GOAL OF THE EXERCISE. Retype all of the listing exactly, passing over any picture you find.

DATA SECTION.
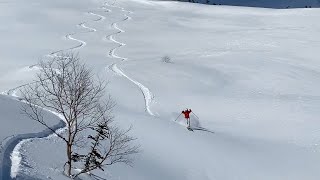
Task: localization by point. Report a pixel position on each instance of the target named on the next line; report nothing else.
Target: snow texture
(251, 75)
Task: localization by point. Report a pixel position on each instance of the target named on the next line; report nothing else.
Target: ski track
(148, 96)
(16, 143)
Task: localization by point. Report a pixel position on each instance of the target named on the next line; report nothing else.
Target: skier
(187, 116)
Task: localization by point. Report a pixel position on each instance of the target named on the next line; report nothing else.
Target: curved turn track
(148, 96)
(12, 150)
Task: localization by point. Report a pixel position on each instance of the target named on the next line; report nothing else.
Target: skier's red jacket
(187, 113)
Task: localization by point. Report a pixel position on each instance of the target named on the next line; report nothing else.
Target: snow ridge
(148, 96)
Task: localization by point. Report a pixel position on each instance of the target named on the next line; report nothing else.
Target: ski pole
(195, 115)
(178, 117)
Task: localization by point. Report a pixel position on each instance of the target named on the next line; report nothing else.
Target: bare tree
(66, 86)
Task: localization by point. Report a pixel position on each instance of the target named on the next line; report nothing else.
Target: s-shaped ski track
(148, 96)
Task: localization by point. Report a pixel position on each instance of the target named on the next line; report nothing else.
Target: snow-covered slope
(15, 127)
(250, 74)
(280, 4)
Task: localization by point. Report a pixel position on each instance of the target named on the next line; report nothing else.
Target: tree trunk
(69, 159)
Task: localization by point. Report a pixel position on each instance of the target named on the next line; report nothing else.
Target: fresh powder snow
(251, 76)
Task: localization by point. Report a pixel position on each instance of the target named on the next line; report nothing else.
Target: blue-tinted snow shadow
(5, 161)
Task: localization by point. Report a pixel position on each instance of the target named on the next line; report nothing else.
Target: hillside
(251, 75)
(279, 4)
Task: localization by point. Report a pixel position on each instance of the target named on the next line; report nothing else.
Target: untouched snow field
(279, 4)
(252, 76)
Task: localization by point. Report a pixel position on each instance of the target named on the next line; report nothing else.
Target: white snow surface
(251, 75)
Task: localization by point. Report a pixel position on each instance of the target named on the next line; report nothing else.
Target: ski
(189, 128)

FINISHED ANSWER.
Task: localization by point. Report a pixel position on each instance of the target named on the next line; report nothing else.
Target: snow texture
(251, 75)
Task: localization by point. Report a pixel position on each instance of the target named on the next line; report nothing else.
Target: ski track
(148, 96)
(16, 143)
Task: localization by point. Report a pixel position on each instance of the target named on the next line; report nothing else.
Target: skier
(187, 116)
Task: localization by point. Report a pixel position on each instance of the target named on the next line; report nothing else.
Target: curved turn track
(148, 96)
(12, 150)
Task: localization by point. Report a pixel position on each instance of the target named on the next line; report nothing else.
Target: skier's red jacket
(187, 113)
Task: localization by point. Report a pixel position on each instance of the target named on the next line; report nothing else.
Target: snow ridge
(148, 96)
Task: localization by point. Report a pixel position on each instance of the target named on the next line; report nothing else.
Target: ski pole
(195, 115)
(178, 117)
Task: localization by point. Report a pixel position on each instance of the target named on the next line; report nothing else.
Target: bare tree
(66, 86)
Task: localization by point. Report a pixel position on each instance of the target named on the next line; report nothing else.
Target: s-shaped ski track
(148, 96)
Task: localization by point. Report a pixel position on each instance of the target named on the next line; report nothing else.
Target: snow-covered slope
(15, 127)
(250, 74)
(280, 4)
Task: localization by point. Report a pixel position on each instance of the target named on the next line; report nothing else.
Target: tree trunk
(69, 159)
Task: localization by point. Report a pixel position on each instance of the target named on the next line; report nothing else.
Target: fresh powder snow
(251, 76)
Task: localization by point. Report a pixel position on each instance of the target named on the next line; report nothing else.
Target: blue-tinted snow shadow
(5, 161)
Task: localization by point. Report a pixel position on each instance of the target named on the next line; report nothing else.
Target: hillside
(251, 75)
(279, 4)
Task: localization by point. Report a pixel position on each instance of the target named on the next line; report nothing else.
Target: untouched snow field
(279, 4)
(252, 76)
Task: localization by point. Report a pixel position on each instance of the target named on the next line; report nothing else.
Target: white snow surface
(251, 75)
Task: localization by point. Report a pixel position on each instance of the target named on the next line; report nothing else.
Target: ski
(189, 128)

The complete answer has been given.